--- What to do ---
Pick out every line below that contains the string "cloud" and copy each of those lines in full. Case counts, so a match must have the same capitalization.

--- Data to process ---
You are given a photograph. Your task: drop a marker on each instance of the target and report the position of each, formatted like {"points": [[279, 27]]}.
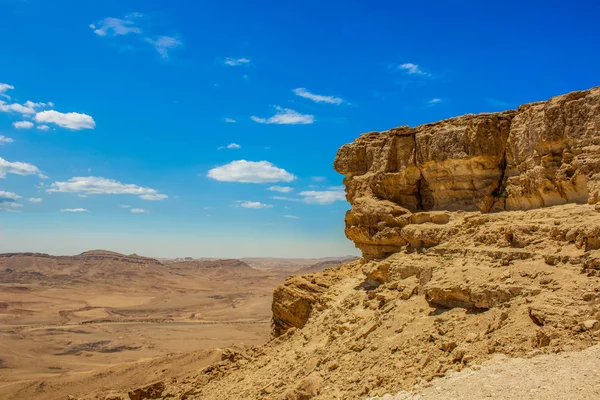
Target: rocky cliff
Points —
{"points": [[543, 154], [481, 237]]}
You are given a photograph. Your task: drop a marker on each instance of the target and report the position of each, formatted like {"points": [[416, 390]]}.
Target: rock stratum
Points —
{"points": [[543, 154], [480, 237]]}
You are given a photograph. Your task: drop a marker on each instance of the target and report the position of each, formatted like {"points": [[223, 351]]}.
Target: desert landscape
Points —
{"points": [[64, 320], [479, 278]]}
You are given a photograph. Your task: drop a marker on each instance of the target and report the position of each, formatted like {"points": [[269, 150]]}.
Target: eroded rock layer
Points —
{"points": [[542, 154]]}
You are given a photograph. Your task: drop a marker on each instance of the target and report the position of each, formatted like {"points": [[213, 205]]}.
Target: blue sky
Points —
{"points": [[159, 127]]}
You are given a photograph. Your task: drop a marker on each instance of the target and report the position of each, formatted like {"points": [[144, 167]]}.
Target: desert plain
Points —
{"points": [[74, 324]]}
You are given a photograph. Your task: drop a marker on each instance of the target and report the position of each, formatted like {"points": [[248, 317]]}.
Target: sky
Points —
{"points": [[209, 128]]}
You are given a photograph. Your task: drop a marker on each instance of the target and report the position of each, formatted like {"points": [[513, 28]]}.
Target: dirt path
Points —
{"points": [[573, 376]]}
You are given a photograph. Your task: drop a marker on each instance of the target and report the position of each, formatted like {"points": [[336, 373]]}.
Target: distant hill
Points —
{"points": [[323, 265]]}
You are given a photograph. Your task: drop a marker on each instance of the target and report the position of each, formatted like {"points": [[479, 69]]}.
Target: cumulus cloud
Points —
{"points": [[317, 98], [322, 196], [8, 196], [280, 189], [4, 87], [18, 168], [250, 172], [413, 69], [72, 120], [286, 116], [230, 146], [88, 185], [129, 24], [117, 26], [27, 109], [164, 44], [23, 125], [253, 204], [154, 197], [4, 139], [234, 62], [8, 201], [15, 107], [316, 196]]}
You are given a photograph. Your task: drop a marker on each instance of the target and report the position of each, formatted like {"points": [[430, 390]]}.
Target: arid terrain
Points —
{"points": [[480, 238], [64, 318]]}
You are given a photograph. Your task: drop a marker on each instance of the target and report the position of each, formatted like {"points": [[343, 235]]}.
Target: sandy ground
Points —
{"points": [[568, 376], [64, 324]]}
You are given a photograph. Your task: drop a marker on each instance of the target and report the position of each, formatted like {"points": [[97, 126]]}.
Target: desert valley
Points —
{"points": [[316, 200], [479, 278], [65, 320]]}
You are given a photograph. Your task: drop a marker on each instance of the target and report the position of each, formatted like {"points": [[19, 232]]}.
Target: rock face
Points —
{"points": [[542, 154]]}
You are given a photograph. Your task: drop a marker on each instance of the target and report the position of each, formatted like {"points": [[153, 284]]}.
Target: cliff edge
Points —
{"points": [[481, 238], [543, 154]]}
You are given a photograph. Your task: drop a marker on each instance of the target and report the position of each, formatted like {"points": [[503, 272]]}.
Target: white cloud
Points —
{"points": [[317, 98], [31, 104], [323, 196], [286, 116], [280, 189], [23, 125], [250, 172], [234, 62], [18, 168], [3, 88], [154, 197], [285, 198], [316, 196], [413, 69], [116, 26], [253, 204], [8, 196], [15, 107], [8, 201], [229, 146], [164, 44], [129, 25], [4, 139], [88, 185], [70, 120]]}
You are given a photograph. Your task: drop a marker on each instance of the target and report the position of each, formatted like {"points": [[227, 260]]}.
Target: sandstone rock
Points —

--- Exercise solution ---
Target: cumulus cloud
Target: white cloud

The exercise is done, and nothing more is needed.